How to drive accuracy and save time in KYB and credit underwriting

How to drive accuracy and save time in KYB and credit underwriting

Some businesses have clear vision of what their credit offering should look like. But sometimes, when they go about actually building it, the smallest building blocks can become huge stumbling blocks.

Building and embedding credit-based products can be operationally challenging. Despite an abundance of tools and platforms available, things are not always straightforward and obstacles abound. 

In the B2B arena, businesses validate their customers’ identities and assess their financial resilience. They rely on payment histories, but they’ll also tap into a range of 3rd party data sources as well. Sounds simple, right?

In this article I’ll share insights on challenges our partners met while introducing credit-based products, and how we were able to overcome them.

Extending credit can be daunting

It seems straightforward: connect to the database, find the company you’re looking for, fetch the data, analyze and assess it and make decisions accordingly. But in reality, it doesn’t always work like that.

KYB compliance and credit underwriting are complex, and involve cross checking data across various databases. At the root of the issue are strings - linear sequences of characters (words, or other data.) Your customers provide you with strings like company name, company ID, company address, and you need to locate these in various databases to verify the existence of the entity, and to retrieve data pertaining to it.

This is achieved through policies. These policies are built from a series of “If-Then” rules. For example, a rule that compares a provided company name with a company name in a datasource. A minor task that can be easily automated, right?

But should that white space be there? Is it “LTD” or “ltd” or “Ltd.”? Anyone familiar with KYB and credit underwriting will recognize these “issues” which can make simple data queries a pain.

When a simple task like writing rules to compare two strings is done wrong, it can adversely impact your business goals. It can impede automation and can lead to wasted resources and costly mistakes.

Removing obstacles to drive efficiency: Automation

One of our partners pulls reports from Creditsafe by registration number and then verifies the company based on the name. Name verification queries were failing due to the many variants of the appendix BV, B.V., b.v. etc. - a Dutch indication for private limited companies. The different variants were throwing off the query and the manual review team was overwhelmed.

The solution was simple: using a fuzzy match comparison would ignore case insensitivities and would prevent punctuation from throwing the system off. 

Now our partner embeds our custom built Match Ratio comparison directly into their policy.

Removing obstacles to drive efficiency: Accuracy

Another partner wanted to consider only businesses that provided a Savings account and knock out any that didn’t as part of their underwriting process. But some borrowers supplied internally branded account types (i.e. Business Select Savings.) Their policies were not recognizing all Savings account types and many valid requests were declined.

####

Exercise set.
**A.** In the article on KYB and credit underwriting, what Dutch indication for private limited companies had variants that caused name verification queries to fail?
**B.** Please duplicate the part of the article on KYB and credit underwriting between "KYB compliance and" and "easily automated, right?", inclusive.
**C.** Go on with the article on KYB and credit underwriting from the point where it stops.

Recorded data.
####

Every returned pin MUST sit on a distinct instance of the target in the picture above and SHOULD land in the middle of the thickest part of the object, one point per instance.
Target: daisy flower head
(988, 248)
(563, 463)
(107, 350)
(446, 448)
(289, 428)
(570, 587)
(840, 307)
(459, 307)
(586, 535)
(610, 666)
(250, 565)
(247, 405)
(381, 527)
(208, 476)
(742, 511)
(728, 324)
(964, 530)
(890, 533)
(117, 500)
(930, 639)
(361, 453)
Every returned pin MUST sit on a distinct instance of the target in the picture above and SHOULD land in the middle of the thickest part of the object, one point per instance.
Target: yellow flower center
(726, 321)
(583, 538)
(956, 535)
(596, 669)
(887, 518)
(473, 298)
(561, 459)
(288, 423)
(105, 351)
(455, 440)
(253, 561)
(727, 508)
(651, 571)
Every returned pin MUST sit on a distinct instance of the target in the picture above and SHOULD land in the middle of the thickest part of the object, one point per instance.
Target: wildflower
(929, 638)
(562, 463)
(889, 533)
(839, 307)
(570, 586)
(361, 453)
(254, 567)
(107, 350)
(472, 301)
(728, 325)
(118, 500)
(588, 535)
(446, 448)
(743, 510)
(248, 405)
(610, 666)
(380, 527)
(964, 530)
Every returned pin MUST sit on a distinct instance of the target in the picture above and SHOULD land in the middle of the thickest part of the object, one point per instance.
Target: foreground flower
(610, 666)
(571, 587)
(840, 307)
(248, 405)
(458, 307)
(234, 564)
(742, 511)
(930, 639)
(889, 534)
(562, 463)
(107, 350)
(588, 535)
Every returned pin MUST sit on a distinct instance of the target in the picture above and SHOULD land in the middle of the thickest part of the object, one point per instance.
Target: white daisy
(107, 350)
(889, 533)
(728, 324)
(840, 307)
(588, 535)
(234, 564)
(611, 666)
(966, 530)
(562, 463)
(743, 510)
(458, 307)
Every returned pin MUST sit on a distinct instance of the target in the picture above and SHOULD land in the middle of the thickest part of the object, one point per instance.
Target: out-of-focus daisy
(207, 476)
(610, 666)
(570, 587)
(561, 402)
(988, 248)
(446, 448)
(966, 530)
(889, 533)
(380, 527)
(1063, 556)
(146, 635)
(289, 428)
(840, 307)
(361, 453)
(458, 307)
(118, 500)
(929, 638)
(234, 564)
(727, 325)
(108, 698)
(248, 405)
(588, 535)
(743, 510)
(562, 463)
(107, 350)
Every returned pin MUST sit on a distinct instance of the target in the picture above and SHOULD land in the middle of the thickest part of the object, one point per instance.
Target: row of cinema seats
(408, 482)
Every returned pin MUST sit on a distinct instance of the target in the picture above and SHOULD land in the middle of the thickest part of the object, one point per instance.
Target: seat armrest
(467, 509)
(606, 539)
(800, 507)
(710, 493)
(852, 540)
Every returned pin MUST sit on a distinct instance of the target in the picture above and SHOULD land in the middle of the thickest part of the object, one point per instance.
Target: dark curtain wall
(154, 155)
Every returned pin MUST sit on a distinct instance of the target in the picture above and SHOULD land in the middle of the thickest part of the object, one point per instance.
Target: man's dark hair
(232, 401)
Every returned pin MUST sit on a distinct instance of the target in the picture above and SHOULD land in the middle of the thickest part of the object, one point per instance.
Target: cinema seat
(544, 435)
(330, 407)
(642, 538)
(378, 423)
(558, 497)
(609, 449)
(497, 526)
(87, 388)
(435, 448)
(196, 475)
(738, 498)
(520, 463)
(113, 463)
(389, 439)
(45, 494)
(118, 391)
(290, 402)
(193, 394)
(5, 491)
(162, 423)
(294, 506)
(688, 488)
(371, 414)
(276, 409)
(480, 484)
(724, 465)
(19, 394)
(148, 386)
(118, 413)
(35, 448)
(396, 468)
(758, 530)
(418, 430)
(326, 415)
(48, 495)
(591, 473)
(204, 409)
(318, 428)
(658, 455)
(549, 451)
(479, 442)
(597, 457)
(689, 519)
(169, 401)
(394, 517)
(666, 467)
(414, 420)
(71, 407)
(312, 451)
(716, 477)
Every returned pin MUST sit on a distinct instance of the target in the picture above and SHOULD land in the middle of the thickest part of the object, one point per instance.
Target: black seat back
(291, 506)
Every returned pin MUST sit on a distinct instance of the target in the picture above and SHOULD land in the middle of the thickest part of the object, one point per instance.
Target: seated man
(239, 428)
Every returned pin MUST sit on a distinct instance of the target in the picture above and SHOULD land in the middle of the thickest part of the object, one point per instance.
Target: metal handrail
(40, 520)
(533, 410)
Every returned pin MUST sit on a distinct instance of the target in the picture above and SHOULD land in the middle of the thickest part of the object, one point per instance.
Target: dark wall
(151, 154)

####

Responses in order.
**A.** The appendix BV, with variants such as B.V. and b.v.

**B.**
KYB compliance and credit underwriting are complex, and involve cross checking data across various databases. At the root of the issue are strings - linear sequences of characters (words, or other data.) Your customers provide you with strings like company name, company ID, company address, and you need to locate these in various databases to verify the existence of the entity, and to retrieve data pertaining to it.

This is achieved through policies. These policies are built from a series of “If-Then” rules. For example, a rule that compares a provided company name with a company name in a datasource. A minor task that can be easily automated, right?

**C.**
The solution was to embed our custom Partial Ratio comparison to look for the short string “Savings” within the provided string (i.e. myBusiness Select Savings.)

Now our partner's rule is more concise - invalid applications are being declined, and credit underwriting policies are only executed on qualified applicants.

Both cases demonstrate the need for a refined mechanism to optimize KYB and underwriting to save time and resources. But there are many string types to compare, so what works best for each scenario and how many resources can a business building credit-based products allot for such cases?

How Fuzzy Wuzzy? (or which comparison to choose)

When a borrower provides a company name, ID and address, there are often discrepancies with various data sources. Fuzzy matching helps overcome these issues by comparing two strings and providing a score to attests to the similarities. Fuzzy matching is commonly used when accessing 3rd party data sources, but there are nuances.

Match Ratio

Match Ratio compares two strings and adheres to the string order. Comparing “Home & Auto Professional Services Inc” and “Auto Professional Services Inc” using the Match Ratio function would result in a score of 92. Using comparison functions that are less strict, like Partial ratio or Token set ration would result in scores of 100.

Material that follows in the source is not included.